=== MATERIALS PROVIDED ===

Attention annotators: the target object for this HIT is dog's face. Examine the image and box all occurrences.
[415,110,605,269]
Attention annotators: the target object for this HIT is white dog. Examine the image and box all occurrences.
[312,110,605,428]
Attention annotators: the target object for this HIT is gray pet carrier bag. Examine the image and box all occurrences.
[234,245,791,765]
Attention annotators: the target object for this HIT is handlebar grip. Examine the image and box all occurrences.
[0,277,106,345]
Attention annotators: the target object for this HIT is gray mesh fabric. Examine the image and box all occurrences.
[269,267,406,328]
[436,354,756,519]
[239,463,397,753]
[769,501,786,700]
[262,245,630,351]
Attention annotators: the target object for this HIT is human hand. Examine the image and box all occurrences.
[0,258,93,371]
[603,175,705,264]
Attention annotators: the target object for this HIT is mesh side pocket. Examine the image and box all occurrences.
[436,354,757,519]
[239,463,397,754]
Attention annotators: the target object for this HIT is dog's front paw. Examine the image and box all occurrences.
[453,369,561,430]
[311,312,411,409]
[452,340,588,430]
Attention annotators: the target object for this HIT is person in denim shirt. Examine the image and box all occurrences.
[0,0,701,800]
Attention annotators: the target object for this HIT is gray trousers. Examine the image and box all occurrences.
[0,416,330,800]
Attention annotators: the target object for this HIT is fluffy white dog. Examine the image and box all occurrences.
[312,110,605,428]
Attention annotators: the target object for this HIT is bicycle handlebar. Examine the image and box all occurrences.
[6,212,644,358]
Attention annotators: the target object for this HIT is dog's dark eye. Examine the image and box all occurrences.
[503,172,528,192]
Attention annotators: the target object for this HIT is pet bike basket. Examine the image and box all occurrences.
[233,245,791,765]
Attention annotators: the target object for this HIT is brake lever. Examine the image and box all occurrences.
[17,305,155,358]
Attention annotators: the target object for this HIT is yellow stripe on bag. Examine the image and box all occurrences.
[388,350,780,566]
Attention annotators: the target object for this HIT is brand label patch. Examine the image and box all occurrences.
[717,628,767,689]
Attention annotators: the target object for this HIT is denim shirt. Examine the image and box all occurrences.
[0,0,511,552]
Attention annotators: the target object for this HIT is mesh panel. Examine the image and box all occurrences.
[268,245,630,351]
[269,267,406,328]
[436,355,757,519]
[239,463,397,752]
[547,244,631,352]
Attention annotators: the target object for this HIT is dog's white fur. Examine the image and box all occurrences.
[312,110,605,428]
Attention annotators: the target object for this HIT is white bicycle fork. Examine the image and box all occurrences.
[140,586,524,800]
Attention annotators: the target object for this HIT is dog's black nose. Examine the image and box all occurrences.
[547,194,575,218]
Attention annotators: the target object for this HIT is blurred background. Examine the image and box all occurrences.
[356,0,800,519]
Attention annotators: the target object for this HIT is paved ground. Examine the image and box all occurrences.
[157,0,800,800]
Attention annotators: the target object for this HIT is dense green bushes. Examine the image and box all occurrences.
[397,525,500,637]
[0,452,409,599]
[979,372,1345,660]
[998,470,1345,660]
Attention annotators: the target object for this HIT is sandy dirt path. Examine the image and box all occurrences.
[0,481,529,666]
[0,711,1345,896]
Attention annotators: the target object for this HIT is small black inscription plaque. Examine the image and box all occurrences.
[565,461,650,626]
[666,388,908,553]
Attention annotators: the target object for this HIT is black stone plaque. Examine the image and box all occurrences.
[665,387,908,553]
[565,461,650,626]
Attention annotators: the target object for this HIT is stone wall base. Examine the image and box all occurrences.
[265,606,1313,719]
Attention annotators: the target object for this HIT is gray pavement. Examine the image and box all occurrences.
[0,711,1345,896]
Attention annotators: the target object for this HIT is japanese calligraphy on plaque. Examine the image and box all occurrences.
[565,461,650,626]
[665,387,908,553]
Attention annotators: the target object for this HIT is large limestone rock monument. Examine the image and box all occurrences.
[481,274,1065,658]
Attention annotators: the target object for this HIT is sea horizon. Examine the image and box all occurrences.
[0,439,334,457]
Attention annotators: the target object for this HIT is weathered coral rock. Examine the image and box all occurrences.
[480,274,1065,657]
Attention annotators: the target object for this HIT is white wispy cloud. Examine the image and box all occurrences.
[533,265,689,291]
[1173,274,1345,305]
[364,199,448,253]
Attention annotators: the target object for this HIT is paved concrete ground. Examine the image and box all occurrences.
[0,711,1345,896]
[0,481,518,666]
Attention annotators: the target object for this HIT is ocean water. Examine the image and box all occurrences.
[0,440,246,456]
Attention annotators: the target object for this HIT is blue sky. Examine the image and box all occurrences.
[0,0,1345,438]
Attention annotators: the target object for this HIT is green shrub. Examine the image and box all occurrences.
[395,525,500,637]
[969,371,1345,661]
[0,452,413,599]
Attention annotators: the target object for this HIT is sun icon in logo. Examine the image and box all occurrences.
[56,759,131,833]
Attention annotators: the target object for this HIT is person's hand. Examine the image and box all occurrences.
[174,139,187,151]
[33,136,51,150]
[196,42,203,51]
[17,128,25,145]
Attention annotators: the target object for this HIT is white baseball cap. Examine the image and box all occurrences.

===

GIVEN EXERCISE: Could you arrange the part of the records that opens with the line containing "fabric. Examine the image and box all occurrences." and closes with the line containing "[233,245,791,765]" as a JSON list of strings, one string per line, with blank lines left out?

ANSWER FOR THE TASK:
[
  "Attention annotators: the target object for this HIT is gray mesh fabric. Examine the image and box all occurrences.",
  "[269,267,406,328]",
  "[436,354,756,519]",
  "[239,463,397,753]",
  "[769,501,786,700]",
  "[262,245,630,351]",
  "Attention annotators: the target object for this HIT is human hand. Examine the image and box all occurrences.",
  "[0,258,93,371]",
  "[603,175,705,264]",
  "Attention annotators: the target object for this HIT is mesh side pocket. Examine the image and box all occurrences.",
  "[436,354,757,519]",
  "[239,463,397,754]",
  "Attention annotators: the target object for this HIT is dog's front paw. Examine the image and box all occurrences.",
  "[453,369,561,430]",
  "[311,312,411,409]",
  "[452,340,588,430]",
  "Attention annotators: the target object for this HIT is person in denim shirt. Examine the image and box all occurrences.",
  "[0,0,701,800]",
  "Attention annotators: the target object for this HIT is gray trousers. Examine the image and box all occurrences.",
  "[0,416,330,800]",
  "Attention annotators: the target object for this HIT is fluffy white dog. Examine the image and box all occurrences.",
  "[312,110,605,428]",
  "Attention annotators: the target object for this HIT is bicycle handlebar. Examine the image and box all occurrences.",
  "[6,212,644,358]",
  "Attention annotators: the target object for this HIT is dog's dark eye. Examine the image and box all occurrences.",
  "[503,172,528,192]",
  "Attention annotators: the target object for this HIT is pet bike basket. Examine the image and box all occurrences.",
  "[233,245,791,765]"
]